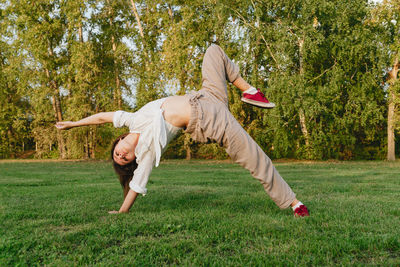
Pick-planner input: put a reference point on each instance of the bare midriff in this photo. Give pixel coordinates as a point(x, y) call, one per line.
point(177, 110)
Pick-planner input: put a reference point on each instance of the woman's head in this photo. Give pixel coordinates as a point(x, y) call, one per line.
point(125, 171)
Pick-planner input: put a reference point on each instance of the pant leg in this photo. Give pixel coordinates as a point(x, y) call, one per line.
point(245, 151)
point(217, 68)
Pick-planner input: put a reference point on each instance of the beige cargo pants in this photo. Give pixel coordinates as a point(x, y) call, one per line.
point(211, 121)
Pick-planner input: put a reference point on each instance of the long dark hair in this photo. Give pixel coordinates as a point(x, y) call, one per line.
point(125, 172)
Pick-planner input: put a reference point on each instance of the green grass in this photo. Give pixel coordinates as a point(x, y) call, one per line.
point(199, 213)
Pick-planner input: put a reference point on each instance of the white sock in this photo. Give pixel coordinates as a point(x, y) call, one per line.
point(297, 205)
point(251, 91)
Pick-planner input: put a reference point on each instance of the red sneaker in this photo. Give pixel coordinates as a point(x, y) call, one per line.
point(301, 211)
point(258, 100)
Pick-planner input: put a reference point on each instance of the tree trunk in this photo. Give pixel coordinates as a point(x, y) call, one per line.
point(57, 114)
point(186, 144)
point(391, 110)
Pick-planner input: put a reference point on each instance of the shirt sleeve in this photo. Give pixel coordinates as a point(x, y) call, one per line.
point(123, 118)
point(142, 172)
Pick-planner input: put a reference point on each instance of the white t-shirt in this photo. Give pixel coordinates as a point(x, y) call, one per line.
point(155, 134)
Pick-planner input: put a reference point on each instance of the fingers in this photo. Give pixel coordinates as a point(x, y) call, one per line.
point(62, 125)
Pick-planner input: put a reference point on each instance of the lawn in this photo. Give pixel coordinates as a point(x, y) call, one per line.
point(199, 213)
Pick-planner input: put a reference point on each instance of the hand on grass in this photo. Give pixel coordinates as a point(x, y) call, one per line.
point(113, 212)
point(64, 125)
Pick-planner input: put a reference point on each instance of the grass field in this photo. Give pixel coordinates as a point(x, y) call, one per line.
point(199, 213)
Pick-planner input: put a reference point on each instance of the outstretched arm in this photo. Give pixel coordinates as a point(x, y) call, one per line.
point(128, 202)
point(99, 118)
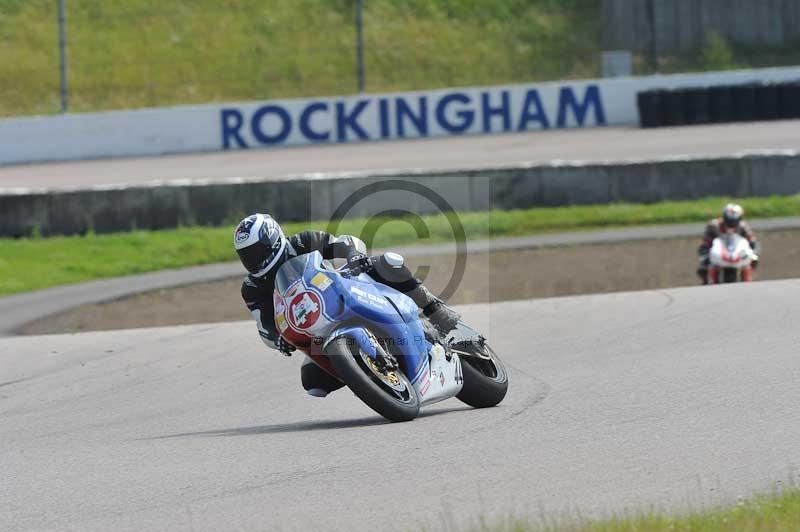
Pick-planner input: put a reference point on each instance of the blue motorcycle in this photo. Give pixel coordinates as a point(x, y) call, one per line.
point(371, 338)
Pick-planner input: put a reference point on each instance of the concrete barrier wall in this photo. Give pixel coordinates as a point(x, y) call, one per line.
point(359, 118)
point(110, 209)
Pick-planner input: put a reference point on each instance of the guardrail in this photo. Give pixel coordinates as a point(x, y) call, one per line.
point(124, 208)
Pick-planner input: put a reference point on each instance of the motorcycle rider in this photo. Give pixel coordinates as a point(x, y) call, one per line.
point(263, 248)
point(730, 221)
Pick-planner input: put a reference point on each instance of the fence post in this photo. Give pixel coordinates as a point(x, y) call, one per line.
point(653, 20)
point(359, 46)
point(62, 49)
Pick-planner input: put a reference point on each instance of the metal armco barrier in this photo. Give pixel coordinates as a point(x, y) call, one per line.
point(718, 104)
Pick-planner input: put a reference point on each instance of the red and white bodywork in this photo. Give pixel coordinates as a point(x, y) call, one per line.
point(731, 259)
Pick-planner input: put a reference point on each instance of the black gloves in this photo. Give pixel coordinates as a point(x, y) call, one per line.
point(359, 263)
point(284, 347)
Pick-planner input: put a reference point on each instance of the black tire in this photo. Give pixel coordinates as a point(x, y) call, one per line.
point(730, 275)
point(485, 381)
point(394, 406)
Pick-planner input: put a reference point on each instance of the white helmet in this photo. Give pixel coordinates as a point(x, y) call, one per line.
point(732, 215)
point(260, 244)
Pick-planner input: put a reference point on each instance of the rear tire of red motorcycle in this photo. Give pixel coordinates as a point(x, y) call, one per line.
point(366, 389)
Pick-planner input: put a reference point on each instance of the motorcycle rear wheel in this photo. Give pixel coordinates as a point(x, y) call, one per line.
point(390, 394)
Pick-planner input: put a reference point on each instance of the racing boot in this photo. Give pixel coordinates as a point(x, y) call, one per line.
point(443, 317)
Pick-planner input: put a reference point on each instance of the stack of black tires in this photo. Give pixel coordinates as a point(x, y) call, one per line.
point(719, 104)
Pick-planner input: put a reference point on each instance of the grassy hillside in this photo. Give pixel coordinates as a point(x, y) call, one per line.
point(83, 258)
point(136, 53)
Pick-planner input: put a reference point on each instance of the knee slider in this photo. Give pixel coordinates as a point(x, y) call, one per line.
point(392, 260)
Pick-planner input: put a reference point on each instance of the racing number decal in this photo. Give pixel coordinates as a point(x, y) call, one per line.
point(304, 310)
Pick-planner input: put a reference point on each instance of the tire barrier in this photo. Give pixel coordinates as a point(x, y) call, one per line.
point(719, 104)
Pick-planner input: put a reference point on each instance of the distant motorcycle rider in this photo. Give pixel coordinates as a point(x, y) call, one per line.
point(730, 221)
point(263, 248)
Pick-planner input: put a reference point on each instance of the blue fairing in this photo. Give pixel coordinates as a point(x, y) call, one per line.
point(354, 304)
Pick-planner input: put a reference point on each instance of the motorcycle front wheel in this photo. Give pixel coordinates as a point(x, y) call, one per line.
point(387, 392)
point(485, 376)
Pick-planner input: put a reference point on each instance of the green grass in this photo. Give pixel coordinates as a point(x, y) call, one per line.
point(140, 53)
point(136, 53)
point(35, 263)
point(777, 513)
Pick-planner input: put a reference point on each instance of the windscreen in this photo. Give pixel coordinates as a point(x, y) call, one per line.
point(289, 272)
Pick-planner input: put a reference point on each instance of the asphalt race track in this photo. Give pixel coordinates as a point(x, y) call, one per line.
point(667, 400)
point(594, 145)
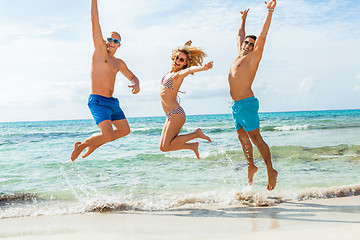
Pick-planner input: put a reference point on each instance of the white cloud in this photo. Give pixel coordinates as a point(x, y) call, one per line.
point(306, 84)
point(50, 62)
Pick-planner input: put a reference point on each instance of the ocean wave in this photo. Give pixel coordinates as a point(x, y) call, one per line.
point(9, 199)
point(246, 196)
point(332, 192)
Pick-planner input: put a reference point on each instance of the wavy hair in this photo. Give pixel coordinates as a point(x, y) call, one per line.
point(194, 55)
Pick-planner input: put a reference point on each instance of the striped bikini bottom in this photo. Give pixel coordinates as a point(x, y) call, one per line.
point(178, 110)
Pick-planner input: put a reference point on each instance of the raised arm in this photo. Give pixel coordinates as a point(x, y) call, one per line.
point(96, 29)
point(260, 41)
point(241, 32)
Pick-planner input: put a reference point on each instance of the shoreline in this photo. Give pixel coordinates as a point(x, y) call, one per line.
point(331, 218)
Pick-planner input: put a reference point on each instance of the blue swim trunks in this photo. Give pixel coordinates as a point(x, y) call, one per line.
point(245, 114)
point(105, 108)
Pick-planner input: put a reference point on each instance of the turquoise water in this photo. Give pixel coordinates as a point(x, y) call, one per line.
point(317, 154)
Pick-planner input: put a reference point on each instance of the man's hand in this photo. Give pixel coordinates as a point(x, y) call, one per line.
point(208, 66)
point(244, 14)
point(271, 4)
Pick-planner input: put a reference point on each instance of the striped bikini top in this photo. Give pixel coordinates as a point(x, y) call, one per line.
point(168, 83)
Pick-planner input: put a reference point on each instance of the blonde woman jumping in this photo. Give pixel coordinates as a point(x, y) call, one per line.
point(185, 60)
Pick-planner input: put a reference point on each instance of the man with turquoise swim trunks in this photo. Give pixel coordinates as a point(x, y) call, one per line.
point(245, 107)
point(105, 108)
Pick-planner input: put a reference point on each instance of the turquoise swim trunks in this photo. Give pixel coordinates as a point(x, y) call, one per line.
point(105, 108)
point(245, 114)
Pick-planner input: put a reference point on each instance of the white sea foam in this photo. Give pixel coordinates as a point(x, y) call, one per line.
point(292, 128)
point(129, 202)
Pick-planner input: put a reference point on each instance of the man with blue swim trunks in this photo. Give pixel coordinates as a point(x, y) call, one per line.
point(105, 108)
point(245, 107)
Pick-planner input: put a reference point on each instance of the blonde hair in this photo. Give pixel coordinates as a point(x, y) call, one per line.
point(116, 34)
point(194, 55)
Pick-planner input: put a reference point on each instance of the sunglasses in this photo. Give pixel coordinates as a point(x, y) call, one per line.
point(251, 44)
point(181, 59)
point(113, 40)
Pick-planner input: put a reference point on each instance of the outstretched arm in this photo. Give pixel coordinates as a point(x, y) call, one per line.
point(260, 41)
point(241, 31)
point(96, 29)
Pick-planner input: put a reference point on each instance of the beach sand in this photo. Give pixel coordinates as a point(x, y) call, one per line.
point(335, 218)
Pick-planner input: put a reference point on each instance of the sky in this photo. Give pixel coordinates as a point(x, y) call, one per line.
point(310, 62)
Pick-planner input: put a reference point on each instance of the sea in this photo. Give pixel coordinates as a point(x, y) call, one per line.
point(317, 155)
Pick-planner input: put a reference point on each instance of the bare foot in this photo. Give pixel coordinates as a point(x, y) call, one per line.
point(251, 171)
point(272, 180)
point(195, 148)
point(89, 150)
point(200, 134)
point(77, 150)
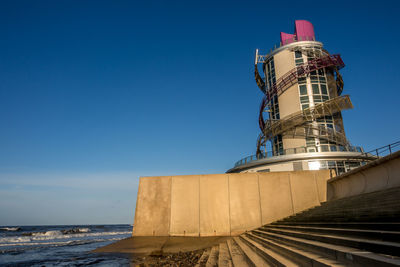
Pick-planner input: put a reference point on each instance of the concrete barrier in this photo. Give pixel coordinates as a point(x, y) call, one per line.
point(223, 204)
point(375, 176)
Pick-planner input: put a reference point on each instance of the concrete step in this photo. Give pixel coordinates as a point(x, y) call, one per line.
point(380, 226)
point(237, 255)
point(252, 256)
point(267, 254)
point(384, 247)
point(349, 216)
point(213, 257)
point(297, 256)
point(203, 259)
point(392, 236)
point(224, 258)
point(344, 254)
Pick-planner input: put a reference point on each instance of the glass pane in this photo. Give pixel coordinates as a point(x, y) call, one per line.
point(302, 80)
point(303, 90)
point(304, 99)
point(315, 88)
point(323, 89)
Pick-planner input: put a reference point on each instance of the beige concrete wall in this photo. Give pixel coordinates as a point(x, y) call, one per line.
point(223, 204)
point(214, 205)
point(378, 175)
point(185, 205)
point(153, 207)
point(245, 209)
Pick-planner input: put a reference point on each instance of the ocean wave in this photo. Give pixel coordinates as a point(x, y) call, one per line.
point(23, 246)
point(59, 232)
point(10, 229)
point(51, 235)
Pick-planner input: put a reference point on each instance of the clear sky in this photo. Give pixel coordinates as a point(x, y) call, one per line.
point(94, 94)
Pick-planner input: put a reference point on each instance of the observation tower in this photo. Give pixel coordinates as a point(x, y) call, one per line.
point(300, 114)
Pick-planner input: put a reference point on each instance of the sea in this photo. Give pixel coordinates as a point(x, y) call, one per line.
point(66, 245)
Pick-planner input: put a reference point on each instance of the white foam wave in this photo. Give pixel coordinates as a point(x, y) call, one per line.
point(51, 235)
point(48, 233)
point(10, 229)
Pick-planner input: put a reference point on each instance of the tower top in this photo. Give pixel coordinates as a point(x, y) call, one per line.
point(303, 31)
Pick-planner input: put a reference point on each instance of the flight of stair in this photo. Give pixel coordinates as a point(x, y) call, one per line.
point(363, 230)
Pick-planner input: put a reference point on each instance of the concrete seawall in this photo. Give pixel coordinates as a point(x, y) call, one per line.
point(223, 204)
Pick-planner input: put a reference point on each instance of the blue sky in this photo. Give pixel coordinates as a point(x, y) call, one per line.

What this task involves: Please reproduce verbatim the lines of the listing from the line with "the bare foot" to the line with "point(77, 150)", both ends included, and output nothing else.

Response:
Pick-planner input: put a reference point on each instance of the bare foot in this photo. Give pixel coordinates as a point(x, y) call, one per line.
point(251, 171)
point(272, 180)
point(195, 148)
point(89, 150)
point(200, 134)
point(77, 150)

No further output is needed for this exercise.